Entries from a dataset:
^^^^^^^^
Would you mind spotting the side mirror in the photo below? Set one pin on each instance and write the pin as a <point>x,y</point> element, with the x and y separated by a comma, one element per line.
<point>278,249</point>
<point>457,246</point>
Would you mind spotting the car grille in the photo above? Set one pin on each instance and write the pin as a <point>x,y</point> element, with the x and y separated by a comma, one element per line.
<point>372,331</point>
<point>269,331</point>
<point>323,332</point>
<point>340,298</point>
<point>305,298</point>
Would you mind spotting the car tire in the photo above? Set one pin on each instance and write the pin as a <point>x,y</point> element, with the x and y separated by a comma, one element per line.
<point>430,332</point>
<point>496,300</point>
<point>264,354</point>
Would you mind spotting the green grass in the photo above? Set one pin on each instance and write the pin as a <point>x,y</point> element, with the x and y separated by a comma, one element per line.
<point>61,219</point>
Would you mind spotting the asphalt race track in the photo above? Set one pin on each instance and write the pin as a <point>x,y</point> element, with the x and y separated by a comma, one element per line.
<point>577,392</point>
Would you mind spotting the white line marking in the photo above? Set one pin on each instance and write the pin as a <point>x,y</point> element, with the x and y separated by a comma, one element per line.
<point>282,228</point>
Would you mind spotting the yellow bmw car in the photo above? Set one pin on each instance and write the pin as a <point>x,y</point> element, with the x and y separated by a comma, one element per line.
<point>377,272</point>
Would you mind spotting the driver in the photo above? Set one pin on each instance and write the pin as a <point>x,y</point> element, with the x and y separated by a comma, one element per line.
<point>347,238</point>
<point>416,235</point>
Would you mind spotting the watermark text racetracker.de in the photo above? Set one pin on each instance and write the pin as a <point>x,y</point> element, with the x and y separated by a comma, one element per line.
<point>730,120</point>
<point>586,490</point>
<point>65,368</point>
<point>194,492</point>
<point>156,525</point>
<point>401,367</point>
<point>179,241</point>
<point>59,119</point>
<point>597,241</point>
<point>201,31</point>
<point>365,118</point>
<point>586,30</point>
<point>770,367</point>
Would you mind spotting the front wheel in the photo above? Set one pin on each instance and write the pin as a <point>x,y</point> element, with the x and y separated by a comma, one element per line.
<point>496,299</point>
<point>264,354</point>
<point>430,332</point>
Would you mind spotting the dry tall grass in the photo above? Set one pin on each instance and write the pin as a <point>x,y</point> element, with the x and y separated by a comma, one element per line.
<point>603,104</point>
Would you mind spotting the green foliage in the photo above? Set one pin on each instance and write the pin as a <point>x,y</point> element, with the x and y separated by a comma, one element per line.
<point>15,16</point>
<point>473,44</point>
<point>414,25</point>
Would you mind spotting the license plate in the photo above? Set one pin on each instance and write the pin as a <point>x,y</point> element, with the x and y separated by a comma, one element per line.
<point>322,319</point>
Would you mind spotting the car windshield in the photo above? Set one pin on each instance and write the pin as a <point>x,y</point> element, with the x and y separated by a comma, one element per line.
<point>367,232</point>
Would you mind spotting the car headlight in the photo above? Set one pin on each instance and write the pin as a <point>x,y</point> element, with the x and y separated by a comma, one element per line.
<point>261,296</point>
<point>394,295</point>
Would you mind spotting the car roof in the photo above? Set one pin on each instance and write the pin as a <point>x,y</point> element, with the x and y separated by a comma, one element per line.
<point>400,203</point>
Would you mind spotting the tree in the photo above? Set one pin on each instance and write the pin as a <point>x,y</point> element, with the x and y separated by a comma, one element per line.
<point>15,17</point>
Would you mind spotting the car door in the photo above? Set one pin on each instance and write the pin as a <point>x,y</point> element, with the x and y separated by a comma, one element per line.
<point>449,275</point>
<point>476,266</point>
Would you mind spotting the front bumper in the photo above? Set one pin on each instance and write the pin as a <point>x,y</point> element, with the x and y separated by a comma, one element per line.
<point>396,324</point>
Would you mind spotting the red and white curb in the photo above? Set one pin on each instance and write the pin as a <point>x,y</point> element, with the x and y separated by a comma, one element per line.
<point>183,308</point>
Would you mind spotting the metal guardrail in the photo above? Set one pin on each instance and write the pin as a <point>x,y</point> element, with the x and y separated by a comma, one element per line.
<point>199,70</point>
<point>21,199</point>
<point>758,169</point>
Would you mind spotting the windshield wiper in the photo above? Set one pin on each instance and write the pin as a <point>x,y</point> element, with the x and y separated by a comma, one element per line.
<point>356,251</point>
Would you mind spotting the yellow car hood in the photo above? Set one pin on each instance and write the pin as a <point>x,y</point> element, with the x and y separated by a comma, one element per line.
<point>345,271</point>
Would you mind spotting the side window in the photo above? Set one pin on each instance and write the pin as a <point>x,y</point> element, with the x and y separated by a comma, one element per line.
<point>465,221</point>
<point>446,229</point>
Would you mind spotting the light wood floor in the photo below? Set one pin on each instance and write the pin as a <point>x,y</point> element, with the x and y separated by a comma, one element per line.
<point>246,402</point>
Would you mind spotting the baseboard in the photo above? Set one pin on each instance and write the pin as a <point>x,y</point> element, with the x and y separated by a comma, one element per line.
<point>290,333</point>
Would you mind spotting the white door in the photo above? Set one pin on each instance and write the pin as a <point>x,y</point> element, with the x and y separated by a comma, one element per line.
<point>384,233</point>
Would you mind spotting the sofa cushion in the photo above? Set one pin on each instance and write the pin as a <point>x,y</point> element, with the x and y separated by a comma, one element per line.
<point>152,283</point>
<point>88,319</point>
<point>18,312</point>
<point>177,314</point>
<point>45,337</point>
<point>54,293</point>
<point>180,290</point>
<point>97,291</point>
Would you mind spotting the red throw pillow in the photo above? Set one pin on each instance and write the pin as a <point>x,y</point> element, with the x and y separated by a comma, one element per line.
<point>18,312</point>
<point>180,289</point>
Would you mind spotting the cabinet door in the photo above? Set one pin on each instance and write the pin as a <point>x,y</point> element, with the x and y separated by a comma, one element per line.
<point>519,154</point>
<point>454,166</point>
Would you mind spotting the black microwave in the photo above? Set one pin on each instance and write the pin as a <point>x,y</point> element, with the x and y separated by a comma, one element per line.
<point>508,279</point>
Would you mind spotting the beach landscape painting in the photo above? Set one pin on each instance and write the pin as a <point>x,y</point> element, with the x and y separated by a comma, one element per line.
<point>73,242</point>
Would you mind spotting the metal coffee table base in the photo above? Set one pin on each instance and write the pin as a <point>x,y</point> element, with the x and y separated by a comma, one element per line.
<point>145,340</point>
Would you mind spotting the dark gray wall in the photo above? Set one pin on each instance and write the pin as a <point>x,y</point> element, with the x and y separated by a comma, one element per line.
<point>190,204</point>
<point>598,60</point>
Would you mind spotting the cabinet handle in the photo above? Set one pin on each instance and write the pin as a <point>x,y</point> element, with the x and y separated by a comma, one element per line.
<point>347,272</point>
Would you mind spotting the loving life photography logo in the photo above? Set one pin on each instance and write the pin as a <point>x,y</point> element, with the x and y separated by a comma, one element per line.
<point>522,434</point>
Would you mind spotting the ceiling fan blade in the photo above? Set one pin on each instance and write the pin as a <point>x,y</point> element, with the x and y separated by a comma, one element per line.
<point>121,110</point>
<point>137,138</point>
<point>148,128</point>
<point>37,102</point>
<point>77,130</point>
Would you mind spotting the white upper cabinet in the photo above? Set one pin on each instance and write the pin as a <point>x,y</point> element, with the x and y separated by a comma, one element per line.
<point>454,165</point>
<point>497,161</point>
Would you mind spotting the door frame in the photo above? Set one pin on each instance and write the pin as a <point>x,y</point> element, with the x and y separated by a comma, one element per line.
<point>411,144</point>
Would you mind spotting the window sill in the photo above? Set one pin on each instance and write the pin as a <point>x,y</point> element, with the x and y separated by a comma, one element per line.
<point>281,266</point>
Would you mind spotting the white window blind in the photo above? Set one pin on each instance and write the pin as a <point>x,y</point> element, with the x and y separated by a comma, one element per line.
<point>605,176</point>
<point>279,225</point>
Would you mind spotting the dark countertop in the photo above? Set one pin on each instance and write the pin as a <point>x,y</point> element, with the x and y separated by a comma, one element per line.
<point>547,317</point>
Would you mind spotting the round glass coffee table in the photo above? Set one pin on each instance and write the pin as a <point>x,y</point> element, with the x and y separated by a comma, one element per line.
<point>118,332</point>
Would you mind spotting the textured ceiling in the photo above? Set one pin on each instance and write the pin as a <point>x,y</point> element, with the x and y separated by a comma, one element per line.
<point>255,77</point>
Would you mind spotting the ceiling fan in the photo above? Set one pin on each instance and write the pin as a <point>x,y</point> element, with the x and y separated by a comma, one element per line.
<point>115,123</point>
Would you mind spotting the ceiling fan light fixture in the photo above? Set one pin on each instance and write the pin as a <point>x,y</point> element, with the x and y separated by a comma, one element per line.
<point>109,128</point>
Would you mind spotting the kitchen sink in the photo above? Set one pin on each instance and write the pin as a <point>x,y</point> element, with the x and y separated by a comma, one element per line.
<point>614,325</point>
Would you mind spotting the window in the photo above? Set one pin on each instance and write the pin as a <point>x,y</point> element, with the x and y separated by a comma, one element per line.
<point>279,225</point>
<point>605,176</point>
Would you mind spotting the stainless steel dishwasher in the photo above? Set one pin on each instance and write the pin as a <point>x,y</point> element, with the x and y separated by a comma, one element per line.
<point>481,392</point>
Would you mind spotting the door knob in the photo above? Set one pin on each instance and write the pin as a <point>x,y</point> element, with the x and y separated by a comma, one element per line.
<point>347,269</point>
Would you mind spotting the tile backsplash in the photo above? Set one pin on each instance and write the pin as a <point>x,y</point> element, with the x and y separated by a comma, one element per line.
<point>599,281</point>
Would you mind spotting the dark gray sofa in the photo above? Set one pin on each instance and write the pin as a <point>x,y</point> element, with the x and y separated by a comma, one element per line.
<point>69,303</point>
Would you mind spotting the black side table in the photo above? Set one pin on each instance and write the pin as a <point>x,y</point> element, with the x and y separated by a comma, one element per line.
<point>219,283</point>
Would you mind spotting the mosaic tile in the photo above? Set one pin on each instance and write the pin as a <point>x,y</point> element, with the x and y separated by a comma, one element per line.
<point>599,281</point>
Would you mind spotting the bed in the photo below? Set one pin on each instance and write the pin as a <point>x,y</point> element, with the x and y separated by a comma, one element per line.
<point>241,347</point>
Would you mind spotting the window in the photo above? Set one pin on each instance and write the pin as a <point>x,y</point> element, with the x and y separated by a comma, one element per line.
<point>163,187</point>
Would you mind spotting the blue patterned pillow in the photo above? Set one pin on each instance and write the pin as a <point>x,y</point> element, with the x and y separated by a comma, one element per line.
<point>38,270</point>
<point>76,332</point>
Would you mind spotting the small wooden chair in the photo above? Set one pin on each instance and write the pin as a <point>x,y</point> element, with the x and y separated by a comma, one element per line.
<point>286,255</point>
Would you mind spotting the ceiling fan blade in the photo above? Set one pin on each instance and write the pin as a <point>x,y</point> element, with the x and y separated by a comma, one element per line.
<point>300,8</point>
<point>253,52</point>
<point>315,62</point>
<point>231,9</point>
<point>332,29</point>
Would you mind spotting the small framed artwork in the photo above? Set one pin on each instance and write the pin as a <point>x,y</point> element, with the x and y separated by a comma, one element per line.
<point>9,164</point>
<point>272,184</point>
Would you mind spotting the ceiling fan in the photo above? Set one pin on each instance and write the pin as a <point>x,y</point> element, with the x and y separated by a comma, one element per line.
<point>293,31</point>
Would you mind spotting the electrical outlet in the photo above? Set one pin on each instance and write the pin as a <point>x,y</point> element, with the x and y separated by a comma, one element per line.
^^^^^^^^
• **Given instruction**: Please convert the rows above, from the first line through the line containing "<point>416,235</point>", into a JSON list of strings with one string per line, leaving out any blank lines.

• **Answer to this exercise**:
[
  "Would you mind spotting the side mirror in the photo below? Set one pin on each instance and write the pin as a <point>x,y</point> element, with the x and y separated by a comma, one element per line.",
  "<point>278,249</point>",
  "<point>457,246</point>",
  "Would you mind spotting the car grille in the photo above? Set one pin on each instance and write the pin as a <point>x,y</point> element, with the x and y separated by a comma, one element per line.",
  "<point>372,331</point>",
  "<point>269,331</point>",
  "<point>323,332</point>",
  "<point>340,298</point>",
  "<point>305,298</point>",
  "Would you mind spotting the car tire in the photo above? Set one pin on each instance and write the pin as a <point>x,y</point> element, with the x and y separated by a comma, one element per line.",
  "<point>430,332</point>",
  "<point>496,300</point>",
  "<point>264,354</point>",
  "Would you mind spotting the green grass in the photo above? Set one pin on each instance and write the pin as a <point>x,y</point> element, with the x and y separated by a comma, one element per line.",
  "<point>61,219</point>",
  "Would you mind spotting the asphalt race track in the photo above? Set one pin on each instance and write the pin as a <point>x,y</point> element, with the x and y separated by a comma, one element per line.",
  "<point>577,392</point>",
  "Would you mind spotting the white line marking in the photo above? Set one pin on each instance and write the pin as a <point>x,y</point> element, with the x and y separated by a comma, one element per line.",
  "<point>282,228</point>",
  "Would you mind spotting the yellow bmw car in the photo above? Set one pin on each instance and write the pin as a <point>x,y</point> element, with the x and y separated by a comma, one element per line.",
  "<point>377,272</point>",
  "Would you mind spotting the driver in the photo above? Set one pin on each instance and write the pin as a <point>x,y</point> element, with the x and y separated by a comma, one element per line.",
  "<point>347,238</point>",
  "<point>416,235</point>"
]